To be sure, the disruption in the oil markets has contributed to the economy’s recent weakness, not only by juicing inflation but also via its influence on driving up market interest rates. That added another headwind to an already beleaguered housing market and put a dent on auto sales. It also further complicated the job of Federal Reserve officials, who are gingerly navigating the mounting tension between its dual mandate of promoting stable inflation and maximum employment. Walking that tightrope has put policy on hold, drawing consternation of both the doves and an increasing minority of inflation hawks.
Should the current truce lead to a permanent resolution of the conflict – a big if – and oil once again flows freely, both sides of the dual mandate would benefit. The job market would get a lift from the removal of a major growth-dampening influence and inflation would retreat as oil-induced price pressures ease. On the surface, that points to a standoff for the Fed, keeping it on the sidelines until it assesses the balance of risks that results from these opposing trends. From our lens, the door would open wider for rate cuts under this scenario, although the lagged response of falling gasoline prices increases the odds that the first cut will come later than sooner. Keep in mind that inflation was sticky, holding well above the Fed’s 2 percent target before the outbreak of Mideast hostilities, and a premature rate cut before a sustained disinflation trend takes hold could raise inflationary expectations.
But a rebound in activity should not arouse inflation hawks as it would unfold amid strong disinflationary forces. For one, the economy has plenty of room to run before it strains output capacity. That was illustrated in the latest industrial production report released Friday, which revealed a sizeable 0.5 drop in total industry output in March. The overall decline was led by weakness in Utility usage, thanks to unseasonably warm weather, and in mining, as large cautious oil producers are not swayed by higher oil prices to rev up output. Doing so is costly and vulnerable to the boom-and-bust nature of the oil industry, which burned many aggressive producers in the past.

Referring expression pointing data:
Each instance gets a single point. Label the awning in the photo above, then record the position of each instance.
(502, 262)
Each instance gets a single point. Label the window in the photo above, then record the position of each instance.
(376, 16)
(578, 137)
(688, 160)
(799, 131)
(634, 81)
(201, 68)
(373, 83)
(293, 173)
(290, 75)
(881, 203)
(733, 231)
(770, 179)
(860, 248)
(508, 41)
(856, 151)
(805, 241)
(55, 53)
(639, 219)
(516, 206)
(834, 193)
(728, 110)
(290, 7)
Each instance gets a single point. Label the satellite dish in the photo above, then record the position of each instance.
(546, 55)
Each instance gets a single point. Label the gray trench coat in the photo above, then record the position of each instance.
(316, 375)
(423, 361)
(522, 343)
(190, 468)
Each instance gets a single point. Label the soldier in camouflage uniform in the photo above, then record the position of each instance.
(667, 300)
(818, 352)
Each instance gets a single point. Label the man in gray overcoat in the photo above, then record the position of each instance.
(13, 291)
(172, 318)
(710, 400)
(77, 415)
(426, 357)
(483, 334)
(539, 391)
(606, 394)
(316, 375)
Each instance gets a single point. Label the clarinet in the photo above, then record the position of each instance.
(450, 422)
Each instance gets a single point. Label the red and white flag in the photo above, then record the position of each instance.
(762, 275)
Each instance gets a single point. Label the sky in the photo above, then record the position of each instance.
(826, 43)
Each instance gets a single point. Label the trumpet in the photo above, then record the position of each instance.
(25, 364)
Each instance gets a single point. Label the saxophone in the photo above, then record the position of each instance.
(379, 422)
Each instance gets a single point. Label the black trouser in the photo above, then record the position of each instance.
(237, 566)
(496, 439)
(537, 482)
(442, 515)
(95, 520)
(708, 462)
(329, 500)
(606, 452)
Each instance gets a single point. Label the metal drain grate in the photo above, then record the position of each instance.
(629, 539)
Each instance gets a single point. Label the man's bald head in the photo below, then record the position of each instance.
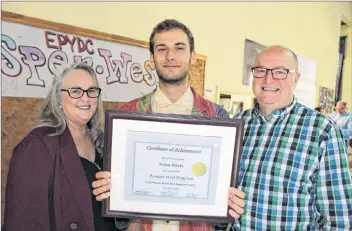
(278, 48)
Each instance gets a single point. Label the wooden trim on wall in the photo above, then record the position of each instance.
(45, 24)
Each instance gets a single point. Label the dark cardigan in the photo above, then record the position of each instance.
(27, 190)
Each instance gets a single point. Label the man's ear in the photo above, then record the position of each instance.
(193, 57)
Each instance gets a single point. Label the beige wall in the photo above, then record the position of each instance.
(347, 66)
(311, 29)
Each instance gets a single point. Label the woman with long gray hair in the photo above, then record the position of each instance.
(49, 185)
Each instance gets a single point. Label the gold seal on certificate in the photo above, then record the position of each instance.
(199, 169)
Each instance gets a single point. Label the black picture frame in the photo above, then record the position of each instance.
(174, 121)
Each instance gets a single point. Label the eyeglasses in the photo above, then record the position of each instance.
(77, 92)
(277, 73)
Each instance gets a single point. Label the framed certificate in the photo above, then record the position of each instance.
(172, 167)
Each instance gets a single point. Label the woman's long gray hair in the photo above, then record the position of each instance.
(53, 116)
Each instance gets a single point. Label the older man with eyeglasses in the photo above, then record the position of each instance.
(294, 167)
(344, 119)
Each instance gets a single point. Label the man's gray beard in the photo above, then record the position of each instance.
(171, 81)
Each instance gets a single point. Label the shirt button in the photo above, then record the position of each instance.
(73, 225)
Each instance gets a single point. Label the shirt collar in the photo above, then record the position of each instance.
(161, 100)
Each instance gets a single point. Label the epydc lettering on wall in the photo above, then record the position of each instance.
(31, 55)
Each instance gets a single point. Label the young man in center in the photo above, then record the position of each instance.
(171, 46)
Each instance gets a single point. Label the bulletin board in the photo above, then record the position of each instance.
(19, 111)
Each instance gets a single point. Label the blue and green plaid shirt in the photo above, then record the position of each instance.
(294, 171)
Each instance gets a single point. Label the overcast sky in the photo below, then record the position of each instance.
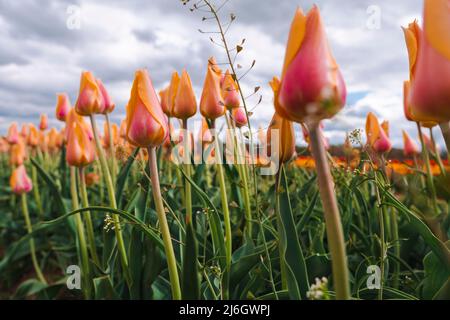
(42, 52)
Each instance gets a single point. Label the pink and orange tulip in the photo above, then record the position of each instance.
(146, 123)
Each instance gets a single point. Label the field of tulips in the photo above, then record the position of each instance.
(151, 209)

YOUR TASKS:
• 1. List every group of people that the commentary on oil prices and the Fed mentions.
• 2. Carry on the commentary on oil prices and the Fed from where it ends.

SET OF ANSWERS:
• 1.
Federal Reserve officials
the doves
inflation hawks
large cautious oil producers
aggressive producers

• 2.
More important is the slack in manufacturing, which is more sensitive to cyclical forces and has historically aligned with the ebb and flow of inflation. A company running at full capacity has more pricing power than it would if its resources were underutilized. The slim 0.1 percent drop in manufacturing last month was not meaningful and weighed down by a slump in auto assemblies. But it left factories with an ample amount of unused capacity, so it would take a sizzling and sustained rebound in output before they are empowered to flex their pricing muscles. The manufacturing utilization rate stood at 75.2 percent in March, well below its long-term average (from 1972-2025) of 78.2 percent.


To be sure, manufacturing has had a waning influence on the economy and inflation over the years, as an ever-wealthier nation has devoted more of its resources to services. As a result, the major cost pressure on inflation has increasingly come from labor rather than capacity constraints, except for episodes of severe product shortages linked to unusual circumstances, such as a pandemic. But as we noted earlier, worker bargaining power has been weakening and is unlikely to regain the upper hand anytime soon amid the ongoing low hiring/low firing environment. What’s more, labor costs have been restrained by stronger productivity growth over the past two years, and the emergence of AI is poised to energize that trend going forward. All told, we don’t see a potential economic rebound from a normalized energy sector stoking inflation, nor preventing the Fed from cutting interest rates later this year.